§ Task: Copy out the diff below word for word, from its commit message to its final line.

§ Article:
..............................
Remove previous, commented-out code.

b22677b0 · Pascal Lamblin · 6150143e · b22677b0
--- a/theano/sandbox/multinomial.py
+++ b/theano/sandbox/multinomial.py
@@ -289,260 +289,3 @@ def use_gpu_multinomial(node):
            return [host_from_gpu(gpu_op(*[gpu_from_host(i) for i in node.inputs]))]
 if cuda_enabled:#theano.config.device.startswith('gpu'):
    register_specialize(use_gpu_multinomial)
-if 0: # I hate you hg rebase, I hate you so very, very much.
-    class Multinomial(Op):
-        def __eq__(self, other):
-            return type(self) == type(other)
-        def __hash__(self):
-            return hash(type(self))
-        def __str__(self):
-            return self.__class__.__name__
-        def make_node(self, pvals, unis):
-            pvals = T.as_tensor_variable(pvals)
-            unis = T.as_tensor_variable(unis)
-            #assert pvals.dtype == 'float32'
-            #assert unis.dtype == 'float32'
-            return Apply(self, [pvals, unis], [pvals.type()])
-        def grad(self, inp, grads):
-            pvals, unis = inp
-            gz, = grads
-            return [None, None]
-        def c_code_cache_version(self):
-            return (3,)
-        def c_code(self, node, name, inp, out, sub):
-            pvals, unis = inp
-            z, = out
-            fail = sub['fail']
-            return """
..............................
§ Dataset entries:
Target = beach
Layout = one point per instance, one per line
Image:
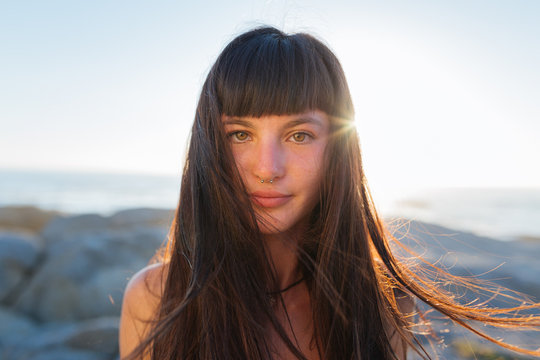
(62, 276)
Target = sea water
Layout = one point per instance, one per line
(506, 213)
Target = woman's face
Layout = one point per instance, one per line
(280, 161)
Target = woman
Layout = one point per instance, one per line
(276, 251)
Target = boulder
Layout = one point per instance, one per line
(83, 277)
(14, 328)
(141, 217)
(70, 227)
(27, 218)
(19, 254)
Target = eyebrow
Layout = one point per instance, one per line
(298, 121)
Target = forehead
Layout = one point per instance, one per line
(314, 118)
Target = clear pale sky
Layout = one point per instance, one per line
(447, 93)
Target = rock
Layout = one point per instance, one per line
(25, 218)
(58, 353)
(141, 217)
(68, 227)
(91, 339)
(14, 328)
(19, 253)
(81, 275)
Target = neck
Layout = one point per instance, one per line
(283, 253)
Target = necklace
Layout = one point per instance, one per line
(273, 294)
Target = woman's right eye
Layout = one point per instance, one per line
(239, 136)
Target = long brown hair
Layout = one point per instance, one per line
(215, 301)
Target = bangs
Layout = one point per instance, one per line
(268, 72)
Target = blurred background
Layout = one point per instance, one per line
(97, 100)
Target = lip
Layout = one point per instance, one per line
(270, 199)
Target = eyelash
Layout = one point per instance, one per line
(233, 135)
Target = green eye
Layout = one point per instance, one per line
(240, 136)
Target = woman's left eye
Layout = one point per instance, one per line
(300, 137)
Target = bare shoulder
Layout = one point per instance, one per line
(139, 306)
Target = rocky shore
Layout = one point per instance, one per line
..............................
§ Solution to this exercise:
Remove previous, commented-out code.

b22677b0 · Pascal Lamblin · 6150143e · b22677b0
--- a/theano/sandbox/multinomial.py
+++ b/theano/sandbox/multinomial.py
@@ -289,260 +289,3 @@ def use_gpu_multinomial(node):
            return [host_from_gpu(gpu_op(*[gpu_from_host(i) for i in node.inputs]))]
 if cuda_enabled:#theano.config.device.startswith('gpu'):
    register_specialize(use_gpu_multinomial)
-if 0: # I hate you hg rebase, I hate you so very, very much.
-    class Multinomial(Op):
-        def __eq__(self, other):
-            return type(self) == type(other)
-        def __hash__(self):
-            return hash(type(self))
-        def __str__(self):
-            return self.__class__.__name__
-        def make_node(self, pvals, unis):
-            pvals = T.as_tensor_variable(pvals)
-            unis = T.as_tensor_variable(unis)
-            #assert pvals.dtype == 'float32'
-            #assert unis.dtype == 'float32'
-            return Apply(self, [pvals, unis], [pvals.type()])
-        def grad(self, inp, grads):
-            pvals, unis = inp
-            gz, = grads
-            return [None, None]
-        def c_code_cache_version(self):
-            return (3,)
-        def c_code(self, node, name, inp, out, sub):
-            pvals, unis = inp
-            z, = out
-            fail = sub['fail']
-            return """